*** Block opens ***
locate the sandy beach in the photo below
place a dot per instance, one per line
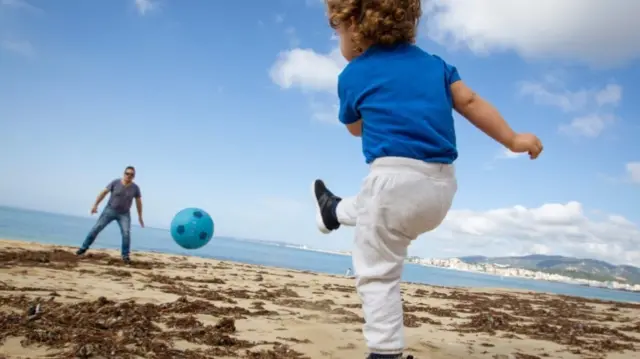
(53, 304)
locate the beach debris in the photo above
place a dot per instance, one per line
(108, 328)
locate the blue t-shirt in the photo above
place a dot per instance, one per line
(402, 95)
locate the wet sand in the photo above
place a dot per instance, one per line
(53, 304)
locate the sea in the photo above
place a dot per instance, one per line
(49, 228)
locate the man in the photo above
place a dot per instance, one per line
(123, 191)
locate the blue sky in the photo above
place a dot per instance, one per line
(231, 108)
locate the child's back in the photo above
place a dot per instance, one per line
(403, 93)
(400, 100)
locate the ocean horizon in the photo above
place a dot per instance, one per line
(67, 230)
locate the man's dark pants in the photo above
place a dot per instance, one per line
(107, 216)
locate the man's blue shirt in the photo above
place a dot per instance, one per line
(402, 95)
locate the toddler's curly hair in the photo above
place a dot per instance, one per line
(377, 22)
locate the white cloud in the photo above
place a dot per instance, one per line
(610, 95)
(144, 6)
(595, 104)
(551, 228)
(633, 170)
(311, 72)
(546, 93)
(19, 47)
(590, 126)
(565, 100)
(19, 4)
(308, 70)
(595, 32)
(507, 154)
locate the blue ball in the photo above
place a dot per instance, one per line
(192, 228)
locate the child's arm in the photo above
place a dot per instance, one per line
(481, 114)
(355, 128)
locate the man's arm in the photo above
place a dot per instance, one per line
(481, 114)
(139, 206)
(101, 196)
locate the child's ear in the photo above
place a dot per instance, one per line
(353, 24)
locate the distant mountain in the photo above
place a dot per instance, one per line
(592, 269)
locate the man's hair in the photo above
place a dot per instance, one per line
(377, 22)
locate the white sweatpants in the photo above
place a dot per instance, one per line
(400, 199)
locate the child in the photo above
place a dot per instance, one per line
(399, 99)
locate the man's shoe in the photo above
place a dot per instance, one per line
(326, 203)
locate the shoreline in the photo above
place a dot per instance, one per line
(341, 275)
(191, 307)
(567, 280)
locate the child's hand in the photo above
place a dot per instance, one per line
(526, 142)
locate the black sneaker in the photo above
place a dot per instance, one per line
(326, 203)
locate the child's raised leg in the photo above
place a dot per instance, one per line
(399, 200)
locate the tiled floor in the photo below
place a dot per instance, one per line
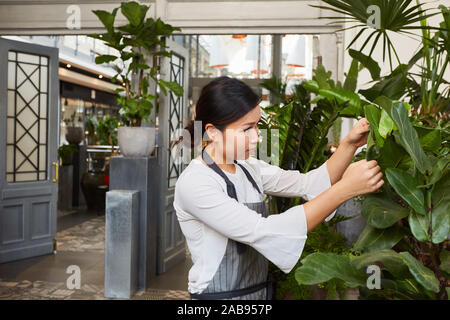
(80, 241)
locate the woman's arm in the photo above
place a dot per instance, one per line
(360, 177)
(340, 160)
(343, 155)
(319, 208)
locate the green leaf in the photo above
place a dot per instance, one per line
(441, 189)
(134, 12)
(105, 58)
(419, 225)
(340, 96)
(445, 261)
(431, 141)
(390, 259)
(386, 124)
(311, 85)
(406, 186)
(380, 212)
(422, 274)
(372, 114)
(367, 62)
(409, 138)
(391, 154)
(176, 88)
(440, 222)
(106, 18)
(351, 79)
(372, 239)
(321, 267)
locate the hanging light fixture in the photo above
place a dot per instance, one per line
(252, 48)
(296, 57)
(218, 56)
(263, 63)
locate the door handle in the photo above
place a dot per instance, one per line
(56, 171)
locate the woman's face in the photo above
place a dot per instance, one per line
(239, 139)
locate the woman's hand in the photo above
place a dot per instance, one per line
(361, 177)
(357, 137)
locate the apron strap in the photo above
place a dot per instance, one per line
(249, 176)
(231, 190)
(230, 186)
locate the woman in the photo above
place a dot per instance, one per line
(219, 197)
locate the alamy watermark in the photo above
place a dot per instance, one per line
(74, 280)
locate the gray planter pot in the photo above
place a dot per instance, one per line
(352, 228)
(136, 141)
(74, 135)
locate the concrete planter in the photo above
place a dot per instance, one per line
(352, 228)
(74, 135)
(136, 141)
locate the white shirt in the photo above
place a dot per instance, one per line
(208, 217)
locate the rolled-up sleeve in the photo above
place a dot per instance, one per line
(280, 238)
(292, 183)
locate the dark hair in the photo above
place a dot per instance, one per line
(221, 102)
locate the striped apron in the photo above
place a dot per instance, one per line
(243, 271)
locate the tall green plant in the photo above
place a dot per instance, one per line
(376, 18)
(136, 43)
(302, 129)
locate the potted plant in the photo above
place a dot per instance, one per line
(74, 135)
(136, 43)
(408, 221)
(65, 153)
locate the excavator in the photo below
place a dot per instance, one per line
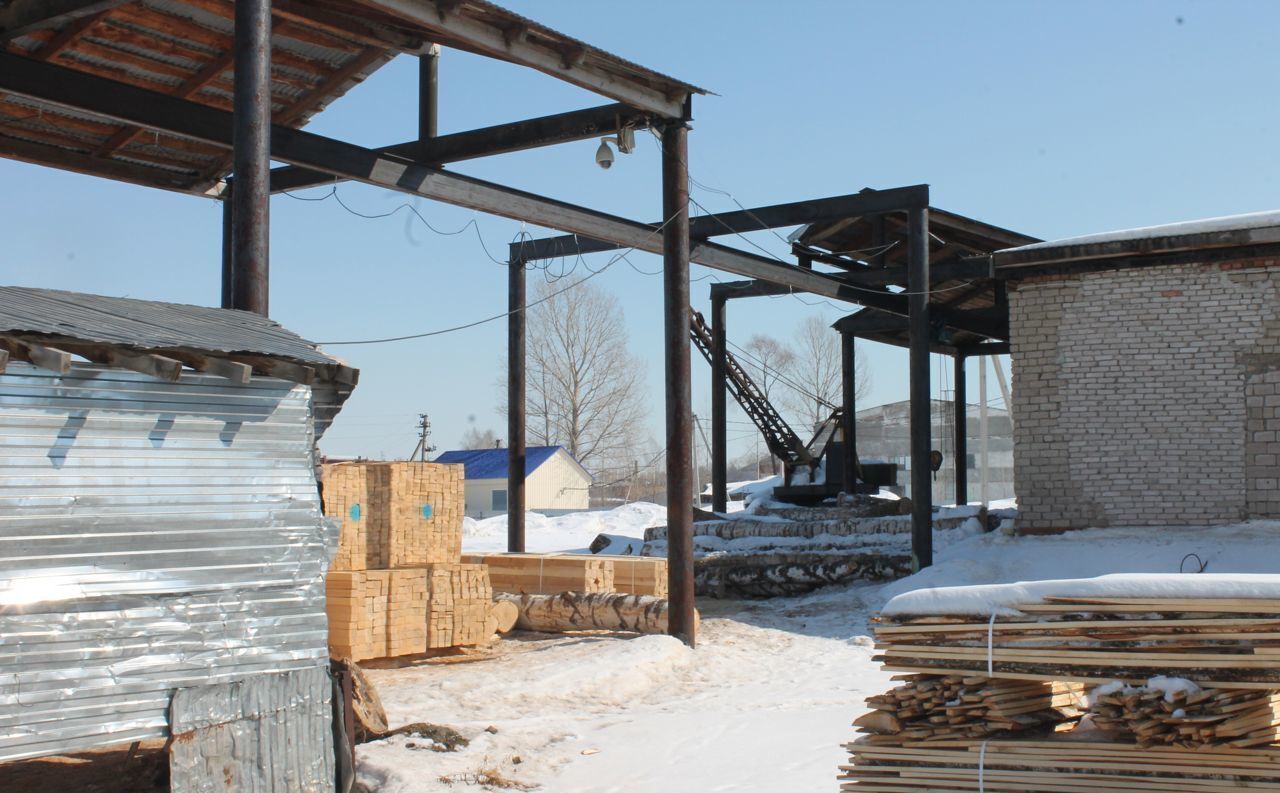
*** Block closes ***
> [Task item]
Select every line above that contains the word "dark", and copy it.

> [Solution]
locate the man's dark pants in the photo above
locate the dark hair in the photo above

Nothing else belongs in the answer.